Should I install using PostGIS extension? is an FAQ that comes up quite a bit in PostGIS circles and unfortunately askers get mixed answers. In How to upgrade your database to PostGIS 2.0 we covered WHY you should use extensions. In this article I'll use my Lincoln-Douglas debate skills to argue why you shouldn't. Keep in mind that I put a great deal of effort in fitting PostGIS extensions into the existing PostGIS build structure and I eat my own dogfood, so I might be a little biased and a poor defender of the counter argument.

Reasons why you shouldn't

Lets start off with the obvious reasons, why you simply can't use PostGIS extensions:

You are STILL using PostGIS 1.5 (or god forbid some even lower version) and have not embraced the kewlness of PostGIS 2 series
You are using PostgreSQL 9.0 or below. Unfortunately extensions is only available for PostgreSQL 9.1+.
——
In the PostGIS extensions article, copy word for word everything from "Lets start off" down to "for PostgreSQL 9.1+.".

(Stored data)
——
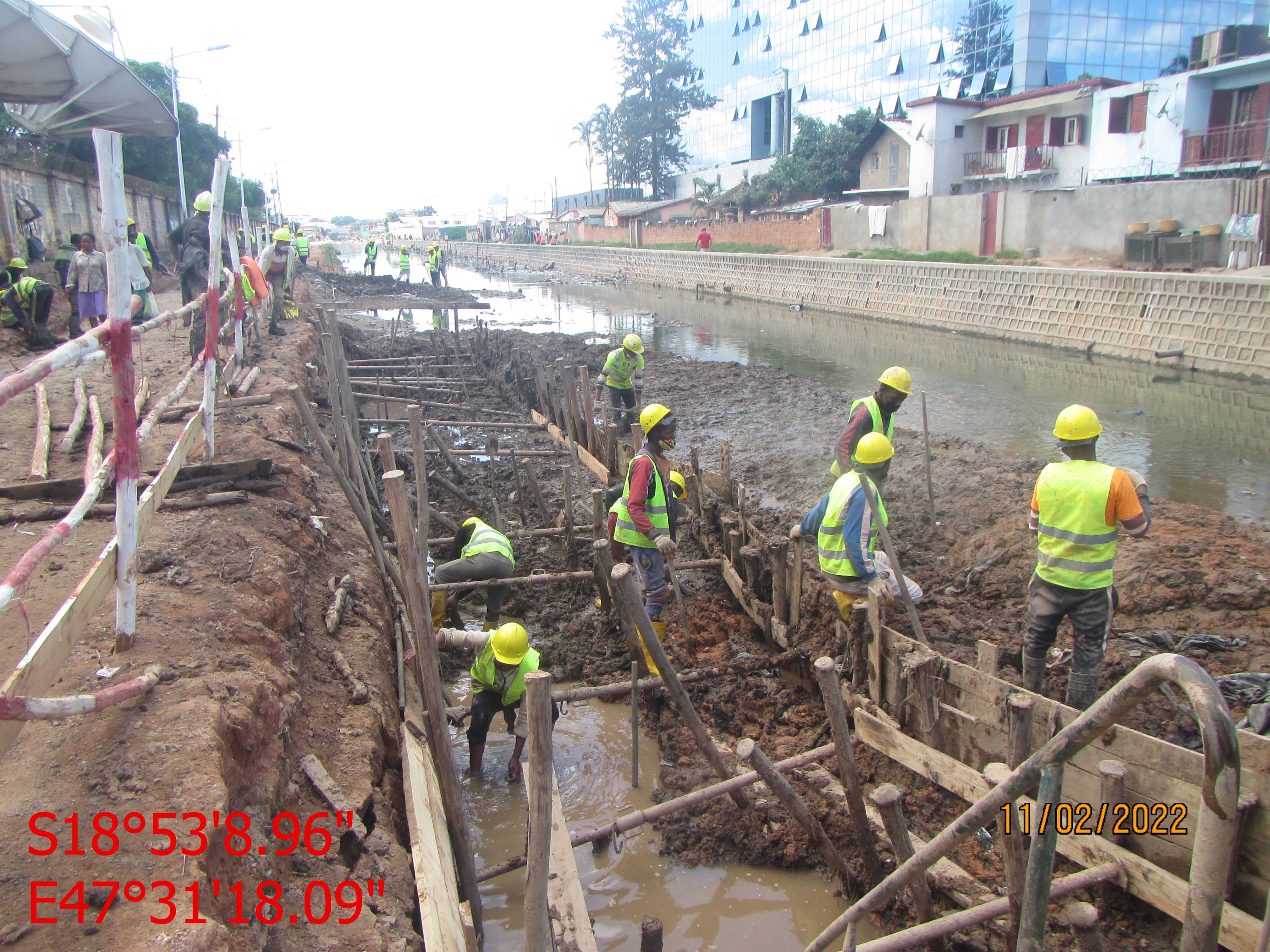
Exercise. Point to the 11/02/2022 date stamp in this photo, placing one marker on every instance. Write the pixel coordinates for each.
(1090, 821)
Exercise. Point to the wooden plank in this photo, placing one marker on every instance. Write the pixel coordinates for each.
(584, 456)
(435, 879)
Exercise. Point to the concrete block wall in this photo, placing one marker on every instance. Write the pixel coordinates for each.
(1222, 323)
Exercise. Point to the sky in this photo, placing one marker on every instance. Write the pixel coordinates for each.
(378, 106)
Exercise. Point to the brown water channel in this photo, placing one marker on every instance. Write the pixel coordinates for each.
(1197, 437)
(727, 907)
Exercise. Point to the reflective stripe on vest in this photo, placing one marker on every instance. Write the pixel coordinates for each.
(488, 540)
(658, 515)
(1075, 545)
(831, 545)
(486, 675)
(876, 413)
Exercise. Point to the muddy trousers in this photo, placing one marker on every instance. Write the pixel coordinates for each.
(1092, 612)
(652, 576)
(479, 568)
(486, 705)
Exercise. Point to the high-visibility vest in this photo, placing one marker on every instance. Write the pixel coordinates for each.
(1075, 545)
(487, 676)
(488, 540)
(619, 369)
(656, 508)
(830, 543)
(144, 244)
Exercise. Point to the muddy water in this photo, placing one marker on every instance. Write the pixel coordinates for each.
(1198, 439)
(702, 908)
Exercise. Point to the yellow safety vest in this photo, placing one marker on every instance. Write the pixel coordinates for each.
(1075, 545)
(830, 541)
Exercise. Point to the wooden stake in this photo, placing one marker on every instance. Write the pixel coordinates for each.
(538, 709)
(750, 753)
(40, 453)
(632, 607)
(891, 804)
(831, 692)
(926, 441)
(427, 671)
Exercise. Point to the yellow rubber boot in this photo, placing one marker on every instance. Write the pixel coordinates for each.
(439, 609)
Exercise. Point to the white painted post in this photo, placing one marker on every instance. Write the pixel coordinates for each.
(217, 227)
(114, 233)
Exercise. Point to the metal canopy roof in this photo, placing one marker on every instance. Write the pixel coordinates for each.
(57, 82)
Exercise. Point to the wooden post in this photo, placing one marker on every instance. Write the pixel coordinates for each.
(636, 725)
(926, 441)
(871, 497)
(891, 804)
(1114, 775)
(538, 711)
(128, 460)
(427, 672)
(421, 472)
(1084, 921)
(831, 692)
(750, 753)
(627, 596)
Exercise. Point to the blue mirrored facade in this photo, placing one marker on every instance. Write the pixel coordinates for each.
(768, 60)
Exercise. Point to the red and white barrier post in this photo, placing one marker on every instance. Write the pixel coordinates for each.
(114, 234)
(217, 228)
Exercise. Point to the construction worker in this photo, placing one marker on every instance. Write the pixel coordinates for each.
(645, 516)
(498, 675)
(478, 554)
(303, 248)
(845, 531)
(1075, 511)
(873, 414)
(26, 304)
(279, 266)
(624, 375)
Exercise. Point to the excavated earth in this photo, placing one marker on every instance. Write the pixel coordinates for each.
(233, 601)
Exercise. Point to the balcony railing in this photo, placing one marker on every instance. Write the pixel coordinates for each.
(1222, 145)
(1010, 163)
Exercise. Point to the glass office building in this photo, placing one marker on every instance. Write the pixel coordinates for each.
(770, 59)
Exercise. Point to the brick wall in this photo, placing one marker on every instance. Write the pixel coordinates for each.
(787, 235)
(1222, 323)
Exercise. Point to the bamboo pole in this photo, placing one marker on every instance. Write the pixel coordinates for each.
(831, 692)
(78, 418)
(427, 672)
(871, 497)
(891, 804)
(44, 432)
(538, 709)
(627, 596)
(926, 442)
(128, 461)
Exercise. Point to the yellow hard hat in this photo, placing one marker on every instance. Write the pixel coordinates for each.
(511, 643)
(897, 379)
(679, 487)
(652, 416)
(874, 449)
(1078, 425)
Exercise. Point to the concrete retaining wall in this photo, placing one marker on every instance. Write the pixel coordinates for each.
(1222, 323)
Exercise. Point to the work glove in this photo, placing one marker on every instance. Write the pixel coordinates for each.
(1140, 484)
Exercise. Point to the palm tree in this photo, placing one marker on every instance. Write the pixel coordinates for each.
(586, 139)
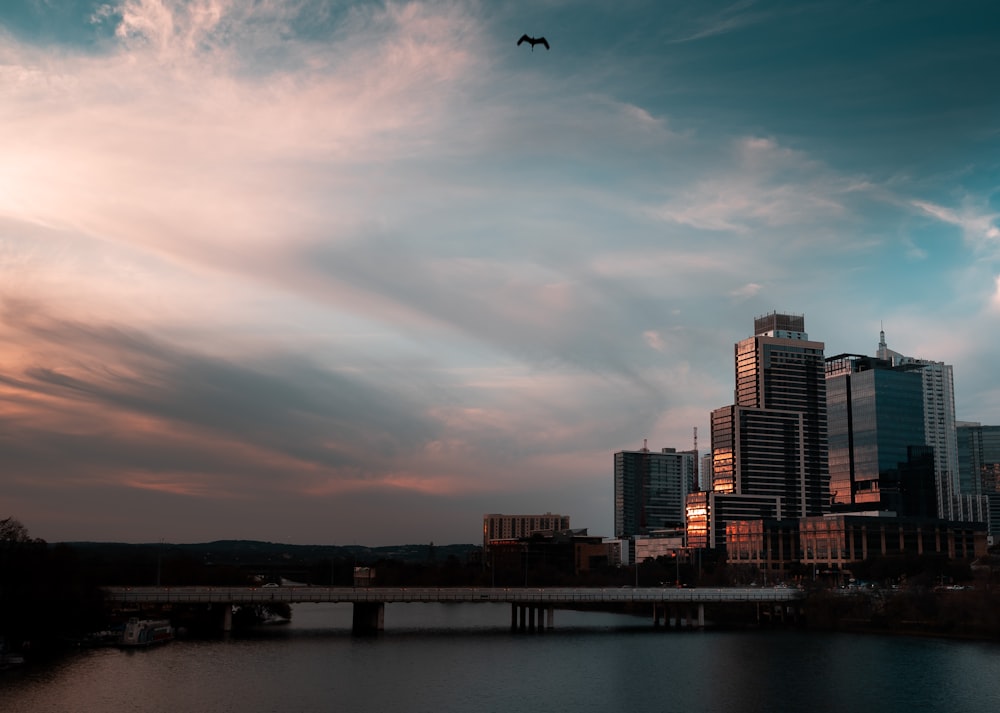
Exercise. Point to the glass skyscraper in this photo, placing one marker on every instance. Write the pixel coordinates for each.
(879, 458)
(650, 490)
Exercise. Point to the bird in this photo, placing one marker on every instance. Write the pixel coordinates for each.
(533, 41)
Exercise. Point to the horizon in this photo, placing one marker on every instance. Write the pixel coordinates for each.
(307, 271)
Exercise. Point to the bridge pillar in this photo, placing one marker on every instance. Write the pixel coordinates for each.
(368, 618)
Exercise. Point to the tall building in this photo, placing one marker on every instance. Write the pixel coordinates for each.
(939, 422)
(879, 460)
(779, 369)
(979, 471)
(501, 528)
(650, 489)
(769, 448)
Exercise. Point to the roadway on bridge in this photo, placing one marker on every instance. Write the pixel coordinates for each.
(553, 596)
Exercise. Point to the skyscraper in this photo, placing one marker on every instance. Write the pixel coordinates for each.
(939, 422)
(650, 489)
(770, 446)
(979, 472)
(879, 460)
(778, 443)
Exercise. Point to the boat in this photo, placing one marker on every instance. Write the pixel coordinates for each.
(146, 632)
(8, 659)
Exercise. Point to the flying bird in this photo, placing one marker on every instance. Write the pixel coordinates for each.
(533, 41)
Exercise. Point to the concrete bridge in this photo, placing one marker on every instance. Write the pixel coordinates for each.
(528, 604)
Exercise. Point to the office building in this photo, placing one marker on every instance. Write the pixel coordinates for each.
(650, 488)
(979, 473)
(939, 422)
(508, 528)
(769, 448)
(879, 461)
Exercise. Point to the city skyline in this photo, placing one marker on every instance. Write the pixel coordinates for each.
(363, 272)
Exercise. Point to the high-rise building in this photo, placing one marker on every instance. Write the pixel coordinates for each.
(879, 460)
(650, 489)
(780, 369)
(939, 422)
(769, 448)
(503, 528)
(979, 471)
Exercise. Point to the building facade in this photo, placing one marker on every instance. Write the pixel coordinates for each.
(879, 460)
(650, 489)
(979, 473)
(507, 528)
(769, 448)
(939, 422)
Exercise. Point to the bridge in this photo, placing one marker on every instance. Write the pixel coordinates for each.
(528, 604)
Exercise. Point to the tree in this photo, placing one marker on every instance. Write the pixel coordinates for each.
(12, 533)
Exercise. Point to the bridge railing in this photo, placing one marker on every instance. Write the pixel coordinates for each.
(512, 595)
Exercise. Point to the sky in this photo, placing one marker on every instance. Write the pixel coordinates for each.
(324, 272)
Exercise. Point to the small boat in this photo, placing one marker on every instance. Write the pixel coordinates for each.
(146, 632)
(8, 658)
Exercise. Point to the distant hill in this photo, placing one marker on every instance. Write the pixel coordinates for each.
(250, 553)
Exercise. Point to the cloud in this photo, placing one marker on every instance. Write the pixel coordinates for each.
(762, 185)
(978, 226)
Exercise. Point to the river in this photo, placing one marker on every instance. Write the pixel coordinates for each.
(438, 658)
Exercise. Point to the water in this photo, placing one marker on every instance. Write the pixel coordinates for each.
(441, 658)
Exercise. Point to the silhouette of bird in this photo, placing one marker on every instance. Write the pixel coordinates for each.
(533, 41)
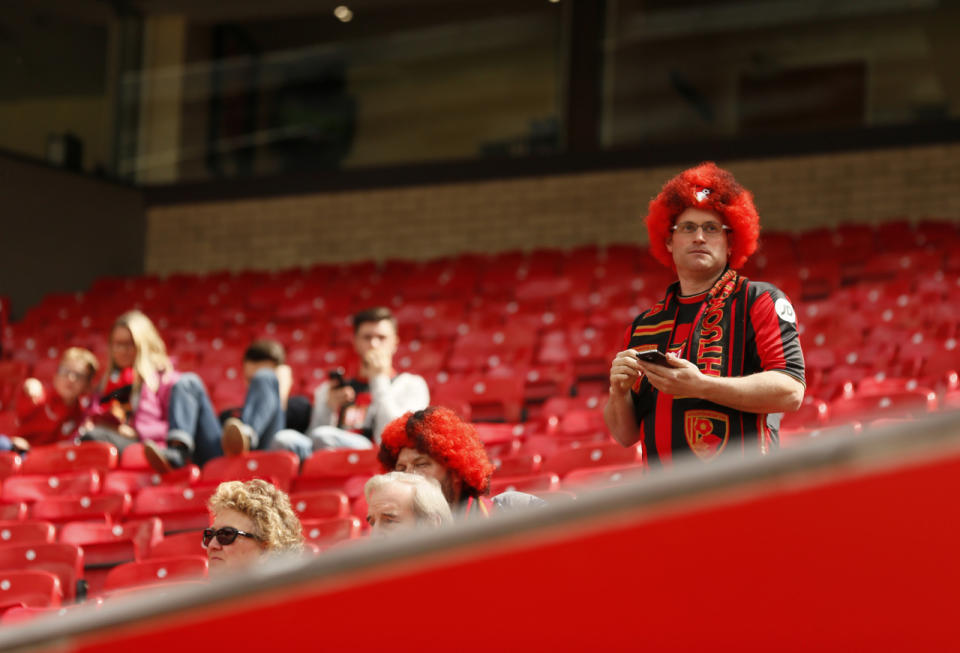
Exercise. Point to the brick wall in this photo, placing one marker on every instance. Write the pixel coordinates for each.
(792, 193)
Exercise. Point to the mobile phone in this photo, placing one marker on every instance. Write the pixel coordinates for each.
(654, 356)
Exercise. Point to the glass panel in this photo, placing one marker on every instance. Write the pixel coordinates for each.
(694, 70)
(384, 83)
(55, 92)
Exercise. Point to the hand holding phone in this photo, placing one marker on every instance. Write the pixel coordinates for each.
(654, 356)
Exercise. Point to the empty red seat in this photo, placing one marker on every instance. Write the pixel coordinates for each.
(328, 531)
(320, 504)
(603, 476)
(277, 467)
(517, 465)
(29, 588)
(532, 483)
(179, 544)
(181, 509)
(156, 570)
(57, 459)
(106, 507)
(566, 460)
(341, 463)
(63, 560)
(34, 487)
(110, 544)
(10, 462)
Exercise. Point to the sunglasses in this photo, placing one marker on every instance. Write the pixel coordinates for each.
(225, 536)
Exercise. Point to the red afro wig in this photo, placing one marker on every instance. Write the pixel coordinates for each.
(709, 188)
(441, 434)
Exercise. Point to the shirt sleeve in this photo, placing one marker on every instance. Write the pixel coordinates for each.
(774, 323)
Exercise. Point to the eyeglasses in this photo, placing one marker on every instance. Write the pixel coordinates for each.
(709, 228)
(226, 535)
(73, 375)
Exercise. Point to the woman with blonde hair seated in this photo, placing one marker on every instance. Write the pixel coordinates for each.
(251, 520)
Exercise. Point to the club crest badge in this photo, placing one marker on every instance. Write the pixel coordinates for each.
(784, 310)
(707, 432)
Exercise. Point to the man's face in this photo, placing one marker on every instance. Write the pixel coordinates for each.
(699, 253)
(414, 462)
(71, 380)
(375, 336)
(390, 509)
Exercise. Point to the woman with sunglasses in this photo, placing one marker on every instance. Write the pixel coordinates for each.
(251, 519)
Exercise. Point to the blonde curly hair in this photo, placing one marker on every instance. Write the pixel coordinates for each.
(269, 509)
——
▶ **Full answer**
Lets start off with the obvious reasons, why you simply can't use PostGIS extensions:

You are STILL using PostGIS 1.5 (or god forbid some even lower version) and have not embraced the kewlness of PostGIS 2 series
You are using PostgreSQL 9.0 or below. Unfortunately extensions is only available for PostgreSQL 9.1+.